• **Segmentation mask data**

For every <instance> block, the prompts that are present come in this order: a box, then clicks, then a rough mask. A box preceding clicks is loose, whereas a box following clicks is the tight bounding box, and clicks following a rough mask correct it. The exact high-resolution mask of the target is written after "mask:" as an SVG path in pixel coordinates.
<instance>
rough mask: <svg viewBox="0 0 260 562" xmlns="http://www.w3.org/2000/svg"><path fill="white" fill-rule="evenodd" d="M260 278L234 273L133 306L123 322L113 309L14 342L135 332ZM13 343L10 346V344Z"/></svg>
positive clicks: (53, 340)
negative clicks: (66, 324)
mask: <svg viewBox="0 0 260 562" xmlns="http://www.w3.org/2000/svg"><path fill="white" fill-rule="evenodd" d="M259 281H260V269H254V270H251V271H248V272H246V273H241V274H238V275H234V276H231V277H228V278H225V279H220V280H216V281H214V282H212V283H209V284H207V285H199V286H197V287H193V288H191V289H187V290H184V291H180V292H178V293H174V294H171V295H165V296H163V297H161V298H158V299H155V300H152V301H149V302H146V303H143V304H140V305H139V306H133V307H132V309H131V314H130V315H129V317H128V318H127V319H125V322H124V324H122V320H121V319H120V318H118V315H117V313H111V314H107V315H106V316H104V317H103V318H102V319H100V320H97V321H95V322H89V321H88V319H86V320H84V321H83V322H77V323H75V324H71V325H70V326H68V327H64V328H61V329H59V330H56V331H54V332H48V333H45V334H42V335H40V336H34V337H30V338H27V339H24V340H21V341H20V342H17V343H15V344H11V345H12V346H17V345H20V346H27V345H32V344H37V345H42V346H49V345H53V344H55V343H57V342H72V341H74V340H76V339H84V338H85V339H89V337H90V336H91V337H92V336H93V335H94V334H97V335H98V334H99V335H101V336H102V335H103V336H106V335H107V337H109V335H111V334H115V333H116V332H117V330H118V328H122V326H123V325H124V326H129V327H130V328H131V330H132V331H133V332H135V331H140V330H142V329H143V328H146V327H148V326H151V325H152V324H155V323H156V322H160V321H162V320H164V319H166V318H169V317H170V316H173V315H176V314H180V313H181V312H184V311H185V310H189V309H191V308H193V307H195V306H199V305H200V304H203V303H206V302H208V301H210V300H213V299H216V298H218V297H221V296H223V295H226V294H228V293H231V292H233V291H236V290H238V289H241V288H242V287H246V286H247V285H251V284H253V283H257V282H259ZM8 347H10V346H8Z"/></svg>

• **Task brief**
For the word "instance", find all matching lines in the entries above and copy them out.

• **Exercise result**
For every <instance> block, the prompts that are present come in this order: a box, then clicks, then a rough mask. A box preceding clicks is loose, whereas a box following clicks is the tight bounding box, and clicks following a rough mask correct it. The exact high-resolution mask of the target is written after "mask:" as an SVG path in pixel coordinates.
<instance>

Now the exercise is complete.